**ACTION ITEM:**
The expected answer comprises all lines from the entries that contain the string "logo".

[Natural language region descriptions]
>>
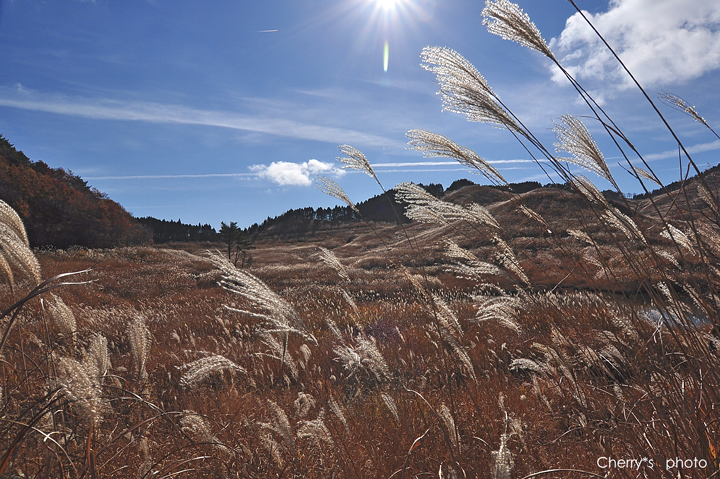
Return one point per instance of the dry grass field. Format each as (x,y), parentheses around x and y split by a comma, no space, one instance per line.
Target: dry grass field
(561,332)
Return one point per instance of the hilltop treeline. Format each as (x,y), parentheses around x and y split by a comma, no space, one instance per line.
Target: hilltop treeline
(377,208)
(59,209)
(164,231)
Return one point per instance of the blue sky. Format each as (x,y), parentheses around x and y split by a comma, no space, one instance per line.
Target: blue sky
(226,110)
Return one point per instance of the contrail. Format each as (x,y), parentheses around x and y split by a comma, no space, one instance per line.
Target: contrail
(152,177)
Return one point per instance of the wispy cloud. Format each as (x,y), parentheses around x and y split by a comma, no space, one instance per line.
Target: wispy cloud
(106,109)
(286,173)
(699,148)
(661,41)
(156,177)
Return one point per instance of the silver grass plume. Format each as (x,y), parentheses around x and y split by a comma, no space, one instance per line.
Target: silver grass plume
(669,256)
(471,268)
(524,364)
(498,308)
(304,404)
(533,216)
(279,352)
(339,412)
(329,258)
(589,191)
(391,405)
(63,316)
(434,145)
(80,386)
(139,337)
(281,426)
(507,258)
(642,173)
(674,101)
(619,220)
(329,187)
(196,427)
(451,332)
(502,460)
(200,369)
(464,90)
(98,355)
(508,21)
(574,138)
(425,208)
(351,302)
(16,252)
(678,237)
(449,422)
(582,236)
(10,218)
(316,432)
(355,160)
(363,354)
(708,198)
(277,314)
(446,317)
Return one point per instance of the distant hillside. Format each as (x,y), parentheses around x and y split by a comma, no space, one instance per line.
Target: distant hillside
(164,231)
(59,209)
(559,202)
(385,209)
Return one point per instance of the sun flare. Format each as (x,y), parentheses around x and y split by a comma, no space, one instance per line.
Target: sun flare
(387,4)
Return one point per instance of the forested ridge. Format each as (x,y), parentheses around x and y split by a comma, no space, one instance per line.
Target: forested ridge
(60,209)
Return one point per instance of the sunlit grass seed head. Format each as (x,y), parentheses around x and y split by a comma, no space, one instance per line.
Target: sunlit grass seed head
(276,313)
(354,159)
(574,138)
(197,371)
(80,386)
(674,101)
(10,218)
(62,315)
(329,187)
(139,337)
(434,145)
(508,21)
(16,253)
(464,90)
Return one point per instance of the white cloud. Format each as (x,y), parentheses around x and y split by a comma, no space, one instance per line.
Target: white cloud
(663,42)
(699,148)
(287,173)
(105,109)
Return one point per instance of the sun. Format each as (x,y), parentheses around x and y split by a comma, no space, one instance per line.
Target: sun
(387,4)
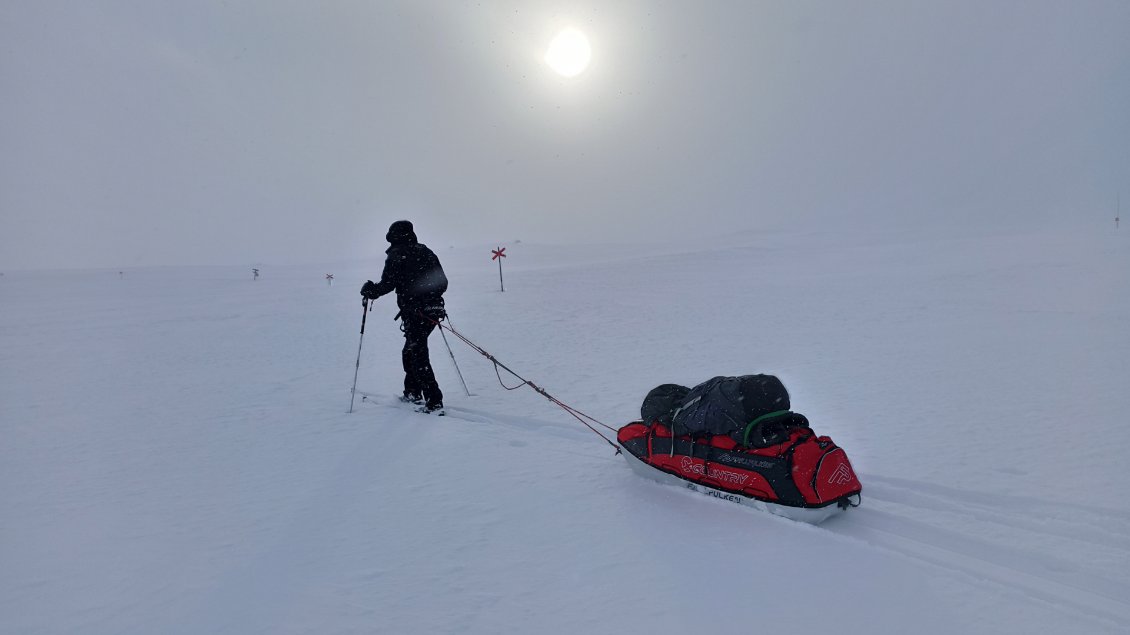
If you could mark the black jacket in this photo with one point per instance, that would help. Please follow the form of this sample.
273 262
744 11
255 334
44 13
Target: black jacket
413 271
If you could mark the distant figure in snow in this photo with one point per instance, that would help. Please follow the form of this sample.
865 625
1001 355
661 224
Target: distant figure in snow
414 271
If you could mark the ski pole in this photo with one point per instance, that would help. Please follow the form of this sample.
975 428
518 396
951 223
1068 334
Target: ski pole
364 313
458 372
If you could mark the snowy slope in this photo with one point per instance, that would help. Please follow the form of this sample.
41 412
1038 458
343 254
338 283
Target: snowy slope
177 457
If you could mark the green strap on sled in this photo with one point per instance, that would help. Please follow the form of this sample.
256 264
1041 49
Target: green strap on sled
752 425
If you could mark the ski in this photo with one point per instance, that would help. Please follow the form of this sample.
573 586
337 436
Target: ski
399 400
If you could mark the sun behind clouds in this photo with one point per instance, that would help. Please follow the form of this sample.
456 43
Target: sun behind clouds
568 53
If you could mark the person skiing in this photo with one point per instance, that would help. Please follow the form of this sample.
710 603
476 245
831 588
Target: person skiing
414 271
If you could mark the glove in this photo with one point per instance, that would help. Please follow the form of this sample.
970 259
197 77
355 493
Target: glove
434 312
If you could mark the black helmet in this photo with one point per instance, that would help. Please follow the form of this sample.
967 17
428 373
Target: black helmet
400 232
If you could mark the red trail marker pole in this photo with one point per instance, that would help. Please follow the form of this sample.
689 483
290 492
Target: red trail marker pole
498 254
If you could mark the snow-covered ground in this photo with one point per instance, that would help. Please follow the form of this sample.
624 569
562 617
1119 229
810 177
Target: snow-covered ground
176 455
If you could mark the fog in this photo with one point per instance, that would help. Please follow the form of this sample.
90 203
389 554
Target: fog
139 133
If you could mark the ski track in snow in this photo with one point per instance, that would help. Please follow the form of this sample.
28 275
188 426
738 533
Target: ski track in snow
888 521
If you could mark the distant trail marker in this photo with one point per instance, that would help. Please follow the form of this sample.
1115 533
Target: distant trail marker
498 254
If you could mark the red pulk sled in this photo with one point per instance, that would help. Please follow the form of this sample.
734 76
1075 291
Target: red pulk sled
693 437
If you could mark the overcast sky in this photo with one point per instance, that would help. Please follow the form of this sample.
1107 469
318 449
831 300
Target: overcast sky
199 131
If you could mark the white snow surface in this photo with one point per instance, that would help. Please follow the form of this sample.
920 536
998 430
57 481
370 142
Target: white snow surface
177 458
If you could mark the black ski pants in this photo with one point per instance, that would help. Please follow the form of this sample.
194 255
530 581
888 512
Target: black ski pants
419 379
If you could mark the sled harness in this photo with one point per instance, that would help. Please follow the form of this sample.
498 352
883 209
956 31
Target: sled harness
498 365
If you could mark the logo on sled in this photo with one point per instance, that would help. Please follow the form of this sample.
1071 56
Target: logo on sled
<<
**EXPECTED OUTPUT:**
If you could mark the logo on sled in this photo with one point per instance, that would help. Please follow the form of this sample.
Target: logo on sled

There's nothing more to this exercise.